## GIVEN TASK A:
In the chapter excerpt below, what field station did Cowan visit on a ringing expedition during his first week in Scotland?

## GIVEN TEXT:
_ _ _ _

Chapter 30: Scotland/Mayne 1952-1960

"Climatic changes in northern continental Europe are real."

Ian McTaggart Cowan

Cowan had not been back to Scotland since he was 3. With the opportunity of a sabbatical year and a Nuffield Travelling Fellowship, it was an obvious choice to return to Scotland with Joyce and the children, now 8 and 12. He had plans to finish The Mammals of BC, look at museum collections and catch up with European researchers and his Scottish clan. He was sailing into an inner circle of naturalist–scientist–conservationists who were changing worldviews in the same way their Scottish forebears had done 300 years earlier. It was a heady brew and as usual Cowan wasted no time getting to know the landscape and its inhabitants in all their diversity. His time in Scotland also plunged him more deeply into the marine realm and into the air – with broadcasting.

Cowan immediately hooked up with the ornithologists. In the first week, he joined a “ringing” [“banding”] expedition to the Isle of May field station that monitored a famous bird-breeding colony in the Firth of Forth. The whole family also travelled to the Aberdeenshire coast to visit the seabird colonies. In 1952 the Scottish kittiwake population was just starting to recover in the Atlantic after centuries of persecution and the collapse of their main source of spring food, the herring. Accompanying them at Fowlsheugh was ecologist–ornithologist Vero Copner Wynne-Edwards from the University of Aberdeen, in whose company Cowan delighted. Wynne-Edwards was a born naturalist “butterfly boy” and spent the pre-war and war years as a zoologist in Canada at McGill. Travelling back and forth across the Atlantic watching seabirds, he had developed the terms “inshore,” “offshore” and “pelagic” to describe the zones that different seabird species occupied. His reputation at the time largely came from this work on zonation. Similarly in his work on seabird colonies, Wynne-Edwards had mapped out how the different colony nesting species not only arrange themselves on the cliffs and offshore islands for protection from predators, but pace themselves throughout the breeding season to maximize their use of food supplies.

_ _ _ _

Entries for pointing to named objects:
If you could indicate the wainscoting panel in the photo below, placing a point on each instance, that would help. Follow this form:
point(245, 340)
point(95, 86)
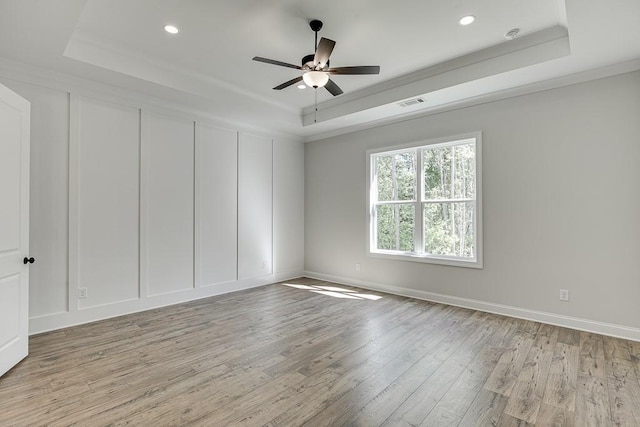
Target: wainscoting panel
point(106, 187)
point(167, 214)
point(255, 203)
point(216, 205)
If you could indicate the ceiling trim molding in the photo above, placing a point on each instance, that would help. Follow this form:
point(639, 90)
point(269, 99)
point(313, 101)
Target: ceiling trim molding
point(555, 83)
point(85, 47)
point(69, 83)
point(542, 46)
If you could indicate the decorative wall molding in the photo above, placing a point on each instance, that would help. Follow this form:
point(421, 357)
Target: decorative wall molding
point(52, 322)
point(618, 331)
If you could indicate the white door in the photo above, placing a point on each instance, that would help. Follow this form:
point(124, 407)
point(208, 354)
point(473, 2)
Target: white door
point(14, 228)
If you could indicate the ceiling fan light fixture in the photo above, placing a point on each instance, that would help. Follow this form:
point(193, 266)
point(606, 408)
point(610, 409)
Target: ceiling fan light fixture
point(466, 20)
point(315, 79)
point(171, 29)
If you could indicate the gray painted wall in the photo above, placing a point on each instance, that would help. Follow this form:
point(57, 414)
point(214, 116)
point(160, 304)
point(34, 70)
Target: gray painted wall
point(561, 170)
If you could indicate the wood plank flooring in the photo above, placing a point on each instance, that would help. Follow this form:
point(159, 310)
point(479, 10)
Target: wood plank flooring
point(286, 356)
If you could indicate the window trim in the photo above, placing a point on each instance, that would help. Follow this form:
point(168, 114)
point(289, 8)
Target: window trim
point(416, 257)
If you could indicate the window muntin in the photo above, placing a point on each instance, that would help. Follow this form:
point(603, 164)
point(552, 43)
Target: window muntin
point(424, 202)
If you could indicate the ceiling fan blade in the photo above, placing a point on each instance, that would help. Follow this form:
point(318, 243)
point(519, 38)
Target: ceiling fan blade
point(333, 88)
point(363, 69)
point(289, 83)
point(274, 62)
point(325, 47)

_ _ _ _

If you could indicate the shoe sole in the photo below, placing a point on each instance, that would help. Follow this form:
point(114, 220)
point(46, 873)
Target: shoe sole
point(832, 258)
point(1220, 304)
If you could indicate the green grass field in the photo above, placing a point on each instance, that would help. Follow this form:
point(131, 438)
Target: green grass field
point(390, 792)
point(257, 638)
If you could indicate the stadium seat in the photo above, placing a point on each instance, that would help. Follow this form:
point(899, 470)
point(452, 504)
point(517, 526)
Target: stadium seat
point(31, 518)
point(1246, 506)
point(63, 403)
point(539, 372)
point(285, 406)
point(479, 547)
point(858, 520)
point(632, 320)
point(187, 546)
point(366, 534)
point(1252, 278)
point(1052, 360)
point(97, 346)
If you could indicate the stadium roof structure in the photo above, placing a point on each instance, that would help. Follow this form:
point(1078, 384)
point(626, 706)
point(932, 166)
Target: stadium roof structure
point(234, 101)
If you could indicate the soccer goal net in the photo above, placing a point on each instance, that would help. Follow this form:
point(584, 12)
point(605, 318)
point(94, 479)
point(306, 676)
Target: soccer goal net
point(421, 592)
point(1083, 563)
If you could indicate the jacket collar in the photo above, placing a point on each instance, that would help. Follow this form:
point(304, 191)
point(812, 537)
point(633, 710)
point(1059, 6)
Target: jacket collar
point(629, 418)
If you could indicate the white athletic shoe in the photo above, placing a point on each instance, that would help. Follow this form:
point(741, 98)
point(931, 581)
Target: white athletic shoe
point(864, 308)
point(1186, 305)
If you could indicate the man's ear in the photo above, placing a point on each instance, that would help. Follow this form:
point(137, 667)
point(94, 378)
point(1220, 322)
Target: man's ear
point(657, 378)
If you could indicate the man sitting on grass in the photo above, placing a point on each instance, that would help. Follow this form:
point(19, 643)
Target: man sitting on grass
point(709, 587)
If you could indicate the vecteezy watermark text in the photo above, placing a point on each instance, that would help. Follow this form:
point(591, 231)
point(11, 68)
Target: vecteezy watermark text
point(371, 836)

_ _ _ _

## GIVEN TASK B:
Gather every line from the entries above that contains the string "blade".

## EXERCISE RESULT A:
The Isle of May field station.

## EXERCISE RESULT B:
If you could indicate the ceiling fan blade in the photo above, placing a point on each instance, that would help. Follow this form:
Target: ceiling fan blade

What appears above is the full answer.